***** Data records *****

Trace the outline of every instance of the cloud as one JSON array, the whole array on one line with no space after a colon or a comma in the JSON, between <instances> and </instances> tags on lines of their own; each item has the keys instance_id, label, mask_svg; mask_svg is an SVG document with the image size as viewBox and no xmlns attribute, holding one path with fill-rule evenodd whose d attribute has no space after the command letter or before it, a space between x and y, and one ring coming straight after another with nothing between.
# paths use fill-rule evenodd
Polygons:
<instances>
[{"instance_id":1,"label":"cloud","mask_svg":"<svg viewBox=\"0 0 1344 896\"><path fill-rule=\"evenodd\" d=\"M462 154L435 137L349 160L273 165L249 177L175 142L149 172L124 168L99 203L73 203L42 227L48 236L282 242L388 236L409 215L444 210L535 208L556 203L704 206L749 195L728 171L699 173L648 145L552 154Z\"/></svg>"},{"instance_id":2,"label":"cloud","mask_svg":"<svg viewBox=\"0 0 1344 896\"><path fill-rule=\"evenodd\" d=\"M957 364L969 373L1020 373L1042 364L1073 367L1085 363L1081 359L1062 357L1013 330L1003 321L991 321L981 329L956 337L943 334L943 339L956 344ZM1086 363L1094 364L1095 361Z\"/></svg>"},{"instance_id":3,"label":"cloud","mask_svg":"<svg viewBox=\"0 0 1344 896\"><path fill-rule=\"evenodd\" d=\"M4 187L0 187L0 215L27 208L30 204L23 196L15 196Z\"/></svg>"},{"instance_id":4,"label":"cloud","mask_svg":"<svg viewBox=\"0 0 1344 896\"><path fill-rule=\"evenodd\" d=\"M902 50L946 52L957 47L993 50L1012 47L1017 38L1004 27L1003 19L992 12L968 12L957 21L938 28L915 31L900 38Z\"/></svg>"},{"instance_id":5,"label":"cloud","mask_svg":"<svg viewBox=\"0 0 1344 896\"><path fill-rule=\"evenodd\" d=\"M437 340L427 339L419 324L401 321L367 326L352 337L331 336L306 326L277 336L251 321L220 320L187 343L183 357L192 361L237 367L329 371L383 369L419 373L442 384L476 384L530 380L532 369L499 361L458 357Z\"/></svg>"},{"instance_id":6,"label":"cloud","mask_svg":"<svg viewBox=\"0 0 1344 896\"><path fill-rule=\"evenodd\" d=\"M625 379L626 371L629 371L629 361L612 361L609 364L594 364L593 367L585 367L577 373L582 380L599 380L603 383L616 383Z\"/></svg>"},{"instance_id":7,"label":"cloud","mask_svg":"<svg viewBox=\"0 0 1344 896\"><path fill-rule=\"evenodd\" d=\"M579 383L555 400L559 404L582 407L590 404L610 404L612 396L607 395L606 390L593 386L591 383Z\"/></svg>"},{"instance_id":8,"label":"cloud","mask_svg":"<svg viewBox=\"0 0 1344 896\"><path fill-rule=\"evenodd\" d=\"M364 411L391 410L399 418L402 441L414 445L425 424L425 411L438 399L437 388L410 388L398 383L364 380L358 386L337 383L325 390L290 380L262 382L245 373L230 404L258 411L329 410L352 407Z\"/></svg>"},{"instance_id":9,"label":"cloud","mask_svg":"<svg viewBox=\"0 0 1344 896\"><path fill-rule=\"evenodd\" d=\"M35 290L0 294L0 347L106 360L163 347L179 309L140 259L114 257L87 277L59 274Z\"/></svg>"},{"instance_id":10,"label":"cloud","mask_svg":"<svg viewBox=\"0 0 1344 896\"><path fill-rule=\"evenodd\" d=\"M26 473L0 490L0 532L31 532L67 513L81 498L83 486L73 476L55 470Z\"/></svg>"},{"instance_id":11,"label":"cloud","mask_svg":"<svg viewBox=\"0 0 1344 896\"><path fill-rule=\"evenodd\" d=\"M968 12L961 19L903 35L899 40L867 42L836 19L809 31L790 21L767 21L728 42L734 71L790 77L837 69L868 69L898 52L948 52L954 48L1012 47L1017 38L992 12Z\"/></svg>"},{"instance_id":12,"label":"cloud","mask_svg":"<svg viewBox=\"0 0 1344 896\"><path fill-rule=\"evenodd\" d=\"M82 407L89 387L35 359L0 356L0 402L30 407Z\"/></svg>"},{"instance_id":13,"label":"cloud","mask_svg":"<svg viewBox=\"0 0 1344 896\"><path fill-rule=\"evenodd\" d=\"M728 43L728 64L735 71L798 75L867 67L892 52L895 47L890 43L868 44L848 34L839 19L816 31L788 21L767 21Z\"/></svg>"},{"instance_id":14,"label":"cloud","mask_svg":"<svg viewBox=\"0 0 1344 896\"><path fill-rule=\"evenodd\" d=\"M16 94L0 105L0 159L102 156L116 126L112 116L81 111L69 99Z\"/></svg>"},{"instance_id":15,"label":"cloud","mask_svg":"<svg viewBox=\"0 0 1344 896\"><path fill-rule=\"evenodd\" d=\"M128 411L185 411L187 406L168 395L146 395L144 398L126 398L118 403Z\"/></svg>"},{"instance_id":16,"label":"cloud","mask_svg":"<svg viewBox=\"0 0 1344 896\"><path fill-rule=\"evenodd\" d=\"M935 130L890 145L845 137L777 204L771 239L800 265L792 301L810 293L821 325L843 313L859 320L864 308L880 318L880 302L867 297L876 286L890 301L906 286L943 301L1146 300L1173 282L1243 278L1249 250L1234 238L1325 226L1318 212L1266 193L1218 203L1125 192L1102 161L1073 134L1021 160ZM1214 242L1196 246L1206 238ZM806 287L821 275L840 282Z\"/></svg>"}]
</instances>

*****

Every line of the data above should be reproduced word for word.

Trace the outline of every instance of the cloud as one JSON array, the whole array on one line with no space after a colon or a comma in the JSON, between <instances> and </instances> tags on lines of their own; each item has the keys instance_id, label, mask_svg; mask_svg is an SVG document with the image size as viewBox and no xmlns attribute, holding one path with fill-rule evenodd whose d attribute has no space after the command letter or before it, a space between x and y, and one ring coming straight after another with nothing between.
# paths use fill-rule evenodd
Polygons:
<instances>
[{"instance_id":1,"label":"cloud","mask_svg":"<svg viewBox=\"0 0 1344 896\"><path fill-rule=\"evenodd\" d=\"M462 154L435 137L349 160L273 165L249 177L175 142L149 172L124 168L99 203L73 203L42 227L48 236L282 242L388 236L409 215L444 210L535 208L556 203L704 206L749 195L728 171L699 173L648 145L552 154Z\"/></svg>"},{"instance_id":2,"label":"cloud","mask_svg":"<svg viewBox=\"0 0 1344 896\"><path fill-rule=\"evenodd\" d=\"M957 364L969 373L1020 373L1042 364L1073 367L1085 363L1081 359L1062 357L1013 330L1003 321L991 321L981 329L956 337L943 334L943 339L956 344ZM1086 363L1094 364L1095 361Z\"/></svg>"},{"instance_id":3,"label":"cloud","mask_svg":"<svg viewBox=\"0 0 1344 896\"><path fill-rule=\"evenodd\" d=\"M4 187L0 187L0 215L27 208L30 204L23 196L15 196Z\"/></svg>"},{"instance_id":4,"label":"cloud","mask_svg":"<svg viewBox=\"0 0 1344 896\"><path fill-rule=\"evenodd\" d=\"M902 50L946 52L957 47L993 50L1012 47L1017 38L1004 27L1003 19L992 12L968 12L957 21L938 28L915 31L900 38Z\"/></svg>"},{"instance_id":5,"label":"cloud","mask_svg":"<svg viewBox=\"0 0 1344 896\"><path fill-rule=\"evenodd\" d=\"M437 340L427 339L419 324L401 321L367 326L352 337L331 336L306 326L277 336L251 321L220 320L187 343L183 357L192 361L237 367L329 371L383 369L419 373L442 384L476 384L530 380L532 369L499 361L458 357Z\"/></svg>"},{"instance_id":6,"label":"cloud","mask_svg":"<svg viewBox=\"0 0 1344 896\"><path fill-rule=\"evenodd\" d=\"M625 379L626 371L629 371L629 361L612 361L609 364L594 364L593 367L585 367L577 373L582 380L599 380L603 383L616 383Z\"/></svg>"},{"instance_id":7,"label":"cloud","mask_svg":"<svg viewBox=\"0 0 1344 896\"><path fill-rule=\"evenodd\" d=\"M579 383L555 400L559 404L582 407L590 404L610 404L612 396L607 395L606 390L593 386L591 383Z\"/></svg>"},{"instance_id":8,"label":"cloud","mask_svg":"<svg viewBox=\"0 0 1344 896\"><path fill-rule=\"evenodd\" d=\"M364 411L391 410L399 418L402 441L414 445L425 424L425 411L438 399L437 388L410 388L398 383L364 380L358 386L337 383L325 390L290 380L262 382L245 373L230 404L258 411L329 410L352 407Z\"/></svg>"},{"instance_id":9,"label":"cloud","mask_svg":"<svg viewBox=\"0 0 1344 896\"><path fill-rule=\"evenodd\" d=\"M35 290L0 294L0 347L106 360L163 347L179 309L140 259L114 257L87 277L59 274Z\"/></svg>"},{"instance_id":10,"label":"cloud","mask_svg":"<svg viewBox=\"0 0 1344 896\"><path fill-rule=\"evenodd\" d=\"M26 473L0 490L0 532L31 532L67 513L81 498L83 486L73 476L55 470Z\"/></svg>"},{"instance_id":11,"label":"cloud","mask_svg":"<svg viewBox=\"0 0 1344 896\"><path fill-rule=\"evenodd\" d=\"M968 12L961 19L903 35L899 40L867 42L836 19L809 31L790 21L767 21L728 42L734 71L790 77L837 69L868 69L898 52L948 52L954 48L1012 47L1017 38L992 12Z\"/></svg>"},{"instance_id":12,"label":"cloud","mask_svg":"<svg viewBox=\"0 0 1344 896\"><path fill-rule=\"evenodd\" d=\"M82 407L89 387L35 359L0 356L0 402L30 407Z\"/></svg>"},{"instance_id":13,"label":"cloud","mask_svg":"<svg viewBox=\"0 0 1344 896\"><path fill-rule=\"evenodd\" d=\"M728 43L728 64L735 71L798 75L867 67L892 52L895 47L890 43L868 44L848 34L839 19L816 31L788 21L767 21Z\"/></svg>"},{"instance_id":14,"label":"cloud","mask_svg":"<svg viewBox=\"0 0 1344 896\"><path fill-rule=\"evenodd\" d=\"M16 94L0 105L0 159L102 156L116 126L112 116L81 111L69 99Z\"/></svg>"},{"instance_id":15,"label":"cloud","mask_svg":"<svg viewBox=\"0 0 1344 896\"><path fill-rule=\"evenodd\" d=\"M128 411L185 411L187 406L168 395L146 395L144 398L126 398L118 403Z\"/></svg>"},{"instance_id":16,"label":"cloud","mask_svg":"<svg viewBox=\"0 0 1344 896\"><path fill-rule=\"evenodd\" d=\"M935 130L890 145L845 137L777 204L771 239L800 265L792 301L810 293L821 325L843 313L859 320L864 308L880 318L880 302L867 297L876 286L890 301L906 286L943 301L1146 300L1173 282L1243 278L1249 250L1234 238L1325 226L1318 212L1266 193L1218 203L1125 192L1102 161L1073 134L1021 160ZM1214 242L1196 246L1206 238ZM806 287L821 275L840 282Z\"/></svg>"}]
</instances>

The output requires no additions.